Dr. Diane Sanford, author of Stress Less. Live Better from Praeclarus Press, says, “Mothers, spare yourselves” with these
Seven sanity saving tips
- Care for your children by caring for yourself. Practice our “5 a day”: (i) eat, (ii) sleep, (iii) get regular physical activity, (iv) rest/take breaks, and (v) connect with yourself and others. Put your oxygen mask on first, so you have the energy and vitality to be the mom your children deserve.
- Take 3 to 4 hours a week for “me-time.” You may think you can run full-tilt 24/7, but your body and mind were not designed for this. You need periods of restoration for optimal health. Without refilling your pitcher, you will feel depleted, exhausted, impatient, and resentful.
- Know yourself. The greater your need for control, the more likely you are to come unraveled as a mom when life runs itself. Try cutting back before even having children. Start removing items from your “to-do list” and prioritizing what is truly important. Practice not having things “just so” for improved adjustment.
- Notice your accomplishments (even if no one else does). Put your attention on what you’re getting done instead of where you’re falling short. Keep a jar and every time you do something, drop a coin in. Change a diaper—a coin, feed your baby—a coin, bathe your baby—a coin. It adds up fast.

> _EXERCISE DESCRIPTION_:
Restate the sanity-saving tips, starting at "- Notice your" and ending at "adds up fast.", changing "coin" to "marble" throughout.

> _GIVEN INFORMATION_:
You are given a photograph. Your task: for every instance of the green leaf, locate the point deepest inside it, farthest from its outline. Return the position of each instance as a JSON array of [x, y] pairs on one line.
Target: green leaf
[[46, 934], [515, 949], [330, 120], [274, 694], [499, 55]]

> _FULL OUTPUT_:
- Notice your accomplishments (even if no one else does). Put your attention on what you’re getting done instead of where you’re falling short. Keep a jar and every time you do something, drop a marble in. Change a diaper—a marble, feed your baby—a marble, bathe your baby—a marble. It adds up fast.